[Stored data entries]
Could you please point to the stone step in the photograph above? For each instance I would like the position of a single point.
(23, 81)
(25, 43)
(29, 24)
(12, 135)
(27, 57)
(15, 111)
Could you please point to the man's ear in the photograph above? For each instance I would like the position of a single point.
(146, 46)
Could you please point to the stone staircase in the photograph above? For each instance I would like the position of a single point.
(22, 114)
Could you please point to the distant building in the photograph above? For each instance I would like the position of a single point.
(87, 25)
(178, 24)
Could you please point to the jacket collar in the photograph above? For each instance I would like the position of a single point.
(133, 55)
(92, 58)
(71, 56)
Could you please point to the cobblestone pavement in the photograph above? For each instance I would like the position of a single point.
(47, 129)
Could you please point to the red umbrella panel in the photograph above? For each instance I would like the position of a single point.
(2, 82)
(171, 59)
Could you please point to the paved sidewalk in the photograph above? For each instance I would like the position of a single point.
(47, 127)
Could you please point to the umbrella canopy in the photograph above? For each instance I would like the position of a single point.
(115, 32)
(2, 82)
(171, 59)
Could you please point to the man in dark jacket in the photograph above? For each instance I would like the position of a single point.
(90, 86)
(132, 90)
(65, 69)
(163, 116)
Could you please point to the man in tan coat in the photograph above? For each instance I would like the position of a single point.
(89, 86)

...

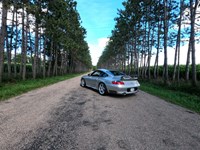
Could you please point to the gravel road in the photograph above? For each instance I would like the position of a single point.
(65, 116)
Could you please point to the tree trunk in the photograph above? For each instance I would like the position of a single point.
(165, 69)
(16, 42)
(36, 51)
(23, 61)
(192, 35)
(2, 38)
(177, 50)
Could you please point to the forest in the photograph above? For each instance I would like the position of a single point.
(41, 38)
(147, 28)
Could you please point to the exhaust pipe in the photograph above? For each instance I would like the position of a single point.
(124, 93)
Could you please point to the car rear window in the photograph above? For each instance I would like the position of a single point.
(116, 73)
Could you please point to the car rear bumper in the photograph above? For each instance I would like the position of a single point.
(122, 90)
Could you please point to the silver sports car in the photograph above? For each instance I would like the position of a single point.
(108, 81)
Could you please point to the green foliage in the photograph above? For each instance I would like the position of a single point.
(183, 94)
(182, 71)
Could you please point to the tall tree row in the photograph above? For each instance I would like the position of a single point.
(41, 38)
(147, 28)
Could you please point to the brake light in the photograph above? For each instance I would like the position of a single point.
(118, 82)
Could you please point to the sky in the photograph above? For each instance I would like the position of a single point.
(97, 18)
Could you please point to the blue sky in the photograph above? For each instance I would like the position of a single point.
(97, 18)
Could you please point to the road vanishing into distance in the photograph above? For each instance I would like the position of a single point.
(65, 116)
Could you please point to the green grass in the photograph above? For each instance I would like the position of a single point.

▶ [Job]
Locate every line in the records above that contains the string "tree", matching case exactly, and copy each of those lines in full.

▶ [Solution for this problem]
Could you please point to the tree trunk in the photograph above? For each instance I would like the position of a single point.
Could you please point to the tall tree row in the photograph above? For each instance I would like the position of a single point.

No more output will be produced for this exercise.